_Document passage_
----
Both embodiments have the advantage that the polyurethane is able, in casting, to penetrate into the overlay textile unimpededly from the thermoplastic-free side and thus to mechanically intermesh with same.

In a particularly preferred embodiment, the power transmission belt according to the invention is a flat belt, a V-belt or a toothed belt, more preferably a toothed belt.

The textile of the textile overlay can be a woven fabric, a loop-formingly knitted fabric, a loop-drawingly knitted fabric or a nonwoven fabric, preference being given to a woven fabric. The fabrics or textiles in question can be conventional belt textiles as known to a person skilled in the art. Preference is given to textiles comprising manufactured fibers or a manufactured-fiber blend, the textile overlay consisting of or containing these fibers. Particularly preferred manufactured-fiber materials consist of polyamide or polyester or contain such fibers, examples being nylon-6,6, meta-aramid, parearamid, nylon-4,6, and may be endowed with friction-reducing materials, such as polytetrafluoroethylene (PTFE). It is preferable here for PTFE threads to be co-incorporated in the textile, as shown in WO 03/031700 A1 for example.

The process which the invention provides for producing a power transmission belt—especially a power transmission belt as described above—having a substructure of polyurethane and a power transmission zone constructed thereon and also a textile overlay in contact with the polyurethane of the power transmission zone comprises forming the polyurethane on the textile overlay in a conventional manner, and is characterized in that

• • either a) a thermoplastic material dissolved or suspended in a solvent is applied to a surface of the textile overlay and allowed to penetrate into the textile overlay, whereafter the solvent is evaporated/removed with or without employment of heat, or
  • b) a thermoplastic material having a melting point below 145° C. is applied in the solid state to a surface of the textile overlay, wherein the thermoplastic material is made to melt by means of heat, such that it penetrates down to an experimentally predetermined depth into the textile structure of the textile overlay,
  • and in that the polyurethane is applied to the textile overlay thus pretreated according to a) or b) and allowed to react, wherein it penetrates into the adjacent surface of the textile overlay without completely penetrating the textile overlay.
----
_Data provided_
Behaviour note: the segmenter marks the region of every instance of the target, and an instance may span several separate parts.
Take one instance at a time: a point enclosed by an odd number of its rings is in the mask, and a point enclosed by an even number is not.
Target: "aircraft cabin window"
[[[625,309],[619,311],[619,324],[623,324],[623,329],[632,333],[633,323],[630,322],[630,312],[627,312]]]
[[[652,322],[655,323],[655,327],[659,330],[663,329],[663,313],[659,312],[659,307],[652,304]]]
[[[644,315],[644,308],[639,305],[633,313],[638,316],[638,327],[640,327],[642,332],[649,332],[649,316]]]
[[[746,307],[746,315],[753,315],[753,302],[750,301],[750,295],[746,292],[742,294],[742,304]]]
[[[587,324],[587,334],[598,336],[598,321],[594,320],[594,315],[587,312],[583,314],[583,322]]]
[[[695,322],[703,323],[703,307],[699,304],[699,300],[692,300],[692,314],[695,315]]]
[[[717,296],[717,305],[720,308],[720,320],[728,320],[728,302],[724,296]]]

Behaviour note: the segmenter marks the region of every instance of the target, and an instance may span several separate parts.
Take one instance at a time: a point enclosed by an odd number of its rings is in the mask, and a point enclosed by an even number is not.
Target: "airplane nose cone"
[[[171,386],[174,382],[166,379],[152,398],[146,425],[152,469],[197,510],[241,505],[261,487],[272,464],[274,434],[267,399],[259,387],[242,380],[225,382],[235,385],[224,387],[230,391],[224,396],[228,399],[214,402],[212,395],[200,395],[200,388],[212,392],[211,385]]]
----
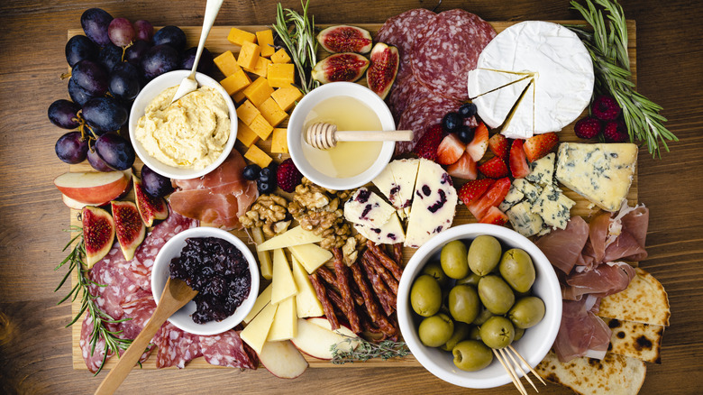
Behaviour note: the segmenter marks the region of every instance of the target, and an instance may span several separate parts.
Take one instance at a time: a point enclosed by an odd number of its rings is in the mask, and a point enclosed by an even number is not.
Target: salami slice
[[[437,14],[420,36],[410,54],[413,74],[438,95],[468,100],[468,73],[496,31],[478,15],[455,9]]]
----
_Stated exercise_
Please set down, word for word, the part of the power transmission belt passage that opens with the words containing "Both embodiments have" and closes with "a toothed belt.". The records were drawn from a separate source.

_Task answer_
Both embodiments have the advantage that the polyurethane is able, in casting, to penetrate into the overlay textile unimpededly from the thermoplastic-free side and thus to mechanically intermesh with same.

In a particularly preferred embodiment, the power transmission belt according to the invention is a flat belt, a V-belt or a toothed belt, more preferably a toothed belt.